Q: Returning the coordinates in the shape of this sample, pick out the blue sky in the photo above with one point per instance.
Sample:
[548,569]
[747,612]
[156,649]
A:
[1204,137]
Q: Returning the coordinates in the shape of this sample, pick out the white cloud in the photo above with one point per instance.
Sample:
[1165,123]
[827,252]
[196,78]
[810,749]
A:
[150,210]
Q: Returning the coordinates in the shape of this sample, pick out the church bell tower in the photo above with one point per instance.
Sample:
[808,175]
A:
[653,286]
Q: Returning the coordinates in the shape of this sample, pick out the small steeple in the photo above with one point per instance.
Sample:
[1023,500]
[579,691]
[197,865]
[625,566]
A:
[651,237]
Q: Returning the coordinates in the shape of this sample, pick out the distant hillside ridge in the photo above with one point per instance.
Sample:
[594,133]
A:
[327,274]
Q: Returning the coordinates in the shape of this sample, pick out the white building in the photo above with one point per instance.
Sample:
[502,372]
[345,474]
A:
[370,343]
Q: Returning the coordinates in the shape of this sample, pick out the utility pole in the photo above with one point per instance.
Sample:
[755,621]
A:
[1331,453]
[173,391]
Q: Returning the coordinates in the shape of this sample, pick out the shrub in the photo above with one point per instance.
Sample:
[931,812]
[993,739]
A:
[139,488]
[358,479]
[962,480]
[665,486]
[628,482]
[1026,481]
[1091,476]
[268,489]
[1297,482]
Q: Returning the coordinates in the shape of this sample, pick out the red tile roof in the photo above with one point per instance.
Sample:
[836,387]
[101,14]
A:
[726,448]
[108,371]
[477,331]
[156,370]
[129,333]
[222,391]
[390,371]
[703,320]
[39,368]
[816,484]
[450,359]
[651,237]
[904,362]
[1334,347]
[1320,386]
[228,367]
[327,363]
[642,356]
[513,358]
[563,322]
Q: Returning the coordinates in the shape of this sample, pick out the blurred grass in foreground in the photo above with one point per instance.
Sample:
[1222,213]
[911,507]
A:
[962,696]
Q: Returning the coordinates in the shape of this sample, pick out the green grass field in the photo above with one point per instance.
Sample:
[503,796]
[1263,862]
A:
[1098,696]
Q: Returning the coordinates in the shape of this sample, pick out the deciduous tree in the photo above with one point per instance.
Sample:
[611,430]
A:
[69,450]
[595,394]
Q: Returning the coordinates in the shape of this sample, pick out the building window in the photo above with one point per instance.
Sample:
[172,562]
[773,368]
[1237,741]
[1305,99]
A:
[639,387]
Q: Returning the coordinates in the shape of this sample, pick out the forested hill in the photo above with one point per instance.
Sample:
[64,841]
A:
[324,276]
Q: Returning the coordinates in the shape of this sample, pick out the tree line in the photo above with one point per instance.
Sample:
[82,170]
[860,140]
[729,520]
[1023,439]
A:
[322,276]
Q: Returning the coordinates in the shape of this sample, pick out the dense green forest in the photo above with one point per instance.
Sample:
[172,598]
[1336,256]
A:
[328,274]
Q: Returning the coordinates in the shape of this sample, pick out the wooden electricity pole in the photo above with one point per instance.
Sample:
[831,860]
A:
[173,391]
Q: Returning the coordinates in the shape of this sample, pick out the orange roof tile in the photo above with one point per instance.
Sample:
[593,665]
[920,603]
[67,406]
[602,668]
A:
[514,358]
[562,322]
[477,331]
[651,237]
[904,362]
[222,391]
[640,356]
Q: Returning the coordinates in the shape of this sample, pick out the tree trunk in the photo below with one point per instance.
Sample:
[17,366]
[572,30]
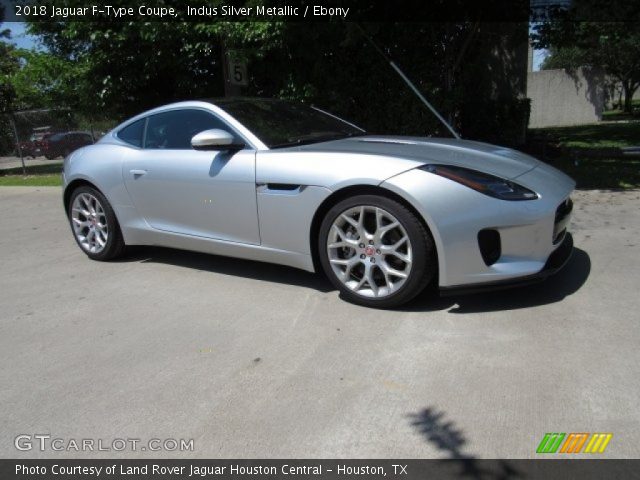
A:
[628,96]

- - -

Look over the material above and report how many of its lines have the string "white" in them, nothing more.

• _WRITTEN SOLUTION_:
2